EXCERPT TO READ —
++++++++++++++++++++
During the period in question, of the approximately 84% of the total gallon-age of product shipped by Gulf from the Chattahoochee Terminal which was shipped by means of Gulf trucks driven by plaintiffs and other Gulf drivers, approximately 93% was delivered directly from the terminal to retail service stations and consuming accounts, while the remaining 7 % was delivered to bulk plants of distributor-consignees.
6.
The transported products are the identical products tendered to and shipped via Colonial Pipeline Company lines from Gulf’s refineries. There is no commingling of product in transit. Gulf withdraws at the Chattahoochee Terminal the same Gulf products tendered at the refinery for shipment to such location via Colonial’s Powder Springs-Dora-ville stub line. The products diverted through such stub line from the main 36-inch line consist of an amount of transported product determined prior to tender to Colonial Pipeline Company. This product is “bled off” at Powder Springs from a much larger “slug” of Gulf products tendered at one of its refineries and moving along the main pipeline destined for Gulf delivery points at Atlanta and other locations along the main line. The amount to be moved to the Chattahoochee Terminal, as well as to all other points along the Colonial line terminating in Linden, New Jersey, is determined by Gulf prior to the initial tender of product for movement at the refinery. With the exception of a deicer added to Gulf A-l Jet Fuel delivered to one customer served by Gulf’s Atlanta Bulk Plant, no processing or alteration of the transported products occurs at the Chattahoochee Terminal or at any location after the product leaves the refinery, nor does the introduction of additives occur at any time after the products leave the refinery.
*8207.
When the transported products are received at the Atlanta Bulk Plant they are received into bulk storage tanks of which there are six at said terminal, having a total usable capacity of 247,900 barrels (42 gallons per barrel).
++++++++++++++++++++
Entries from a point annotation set

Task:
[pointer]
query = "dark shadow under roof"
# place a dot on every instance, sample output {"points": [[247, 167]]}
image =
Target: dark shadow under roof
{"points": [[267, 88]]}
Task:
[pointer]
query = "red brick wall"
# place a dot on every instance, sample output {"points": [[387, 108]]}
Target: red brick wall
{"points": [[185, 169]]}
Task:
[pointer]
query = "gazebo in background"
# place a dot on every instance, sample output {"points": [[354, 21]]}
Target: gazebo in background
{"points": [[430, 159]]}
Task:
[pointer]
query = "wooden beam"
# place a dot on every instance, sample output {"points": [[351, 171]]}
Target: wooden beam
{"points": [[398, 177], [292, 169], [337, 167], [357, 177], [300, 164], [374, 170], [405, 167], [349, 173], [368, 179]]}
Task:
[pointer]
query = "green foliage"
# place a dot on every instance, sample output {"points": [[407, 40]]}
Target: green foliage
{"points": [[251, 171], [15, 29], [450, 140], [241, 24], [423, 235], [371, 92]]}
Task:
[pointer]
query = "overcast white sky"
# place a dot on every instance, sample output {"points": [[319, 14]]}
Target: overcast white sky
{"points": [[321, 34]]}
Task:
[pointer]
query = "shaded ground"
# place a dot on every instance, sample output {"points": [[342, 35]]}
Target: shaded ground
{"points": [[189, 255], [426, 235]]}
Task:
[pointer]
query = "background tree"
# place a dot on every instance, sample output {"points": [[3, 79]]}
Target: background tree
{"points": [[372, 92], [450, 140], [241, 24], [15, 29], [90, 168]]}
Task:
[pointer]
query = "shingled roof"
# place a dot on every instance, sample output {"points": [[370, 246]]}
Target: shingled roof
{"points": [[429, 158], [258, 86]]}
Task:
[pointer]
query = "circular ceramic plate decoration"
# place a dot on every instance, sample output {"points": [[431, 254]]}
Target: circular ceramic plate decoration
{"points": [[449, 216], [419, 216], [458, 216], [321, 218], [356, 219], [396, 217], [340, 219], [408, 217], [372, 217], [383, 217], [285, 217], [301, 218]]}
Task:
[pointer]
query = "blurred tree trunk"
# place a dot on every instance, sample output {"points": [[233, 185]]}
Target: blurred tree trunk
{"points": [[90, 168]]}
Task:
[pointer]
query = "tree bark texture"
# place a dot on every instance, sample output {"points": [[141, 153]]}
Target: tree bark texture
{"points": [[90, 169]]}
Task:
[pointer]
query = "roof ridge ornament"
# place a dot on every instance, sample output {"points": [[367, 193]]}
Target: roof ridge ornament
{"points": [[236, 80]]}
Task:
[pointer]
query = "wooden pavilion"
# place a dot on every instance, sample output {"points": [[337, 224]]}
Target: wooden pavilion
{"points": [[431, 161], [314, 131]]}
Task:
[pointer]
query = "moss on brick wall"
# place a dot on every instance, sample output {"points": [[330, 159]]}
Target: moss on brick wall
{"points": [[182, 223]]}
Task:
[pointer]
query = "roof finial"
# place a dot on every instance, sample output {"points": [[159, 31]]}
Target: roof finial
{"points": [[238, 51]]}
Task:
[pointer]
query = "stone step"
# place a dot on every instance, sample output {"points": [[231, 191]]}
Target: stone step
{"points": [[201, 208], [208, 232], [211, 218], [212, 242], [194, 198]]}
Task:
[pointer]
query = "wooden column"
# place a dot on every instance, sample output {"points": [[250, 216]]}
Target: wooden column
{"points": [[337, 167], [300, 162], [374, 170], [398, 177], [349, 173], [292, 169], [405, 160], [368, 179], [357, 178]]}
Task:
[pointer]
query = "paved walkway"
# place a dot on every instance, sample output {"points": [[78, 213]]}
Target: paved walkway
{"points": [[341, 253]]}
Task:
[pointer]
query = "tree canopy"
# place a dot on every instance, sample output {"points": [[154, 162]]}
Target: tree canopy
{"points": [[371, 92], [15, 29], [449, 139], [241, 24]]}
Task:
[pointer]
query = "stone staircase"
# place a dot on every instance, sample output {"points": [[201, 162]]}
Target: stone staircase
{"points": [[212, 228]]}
++++++++++++++++++++
GIVEN INSTRUCTION 1 —
In the Gulf terminal excerpt, where is product "bled off" from the larger slug of Gulf products?
GIVEN INSTRUCTION 2 —
Can you copy the Gulf terminal excerpt word for word from "When the transported" to "gallons per barrel)."?

EXERCISE RESULT 1 —
At Powder Springs.

EXERCISE RESULT 2 —
When the transported products are received at the Atlanta Bulk Plant they are received into bulk storage tanks of which there are six at said terminal, having a total usable capacity of 247,900 barrels (42 gallons per barrel).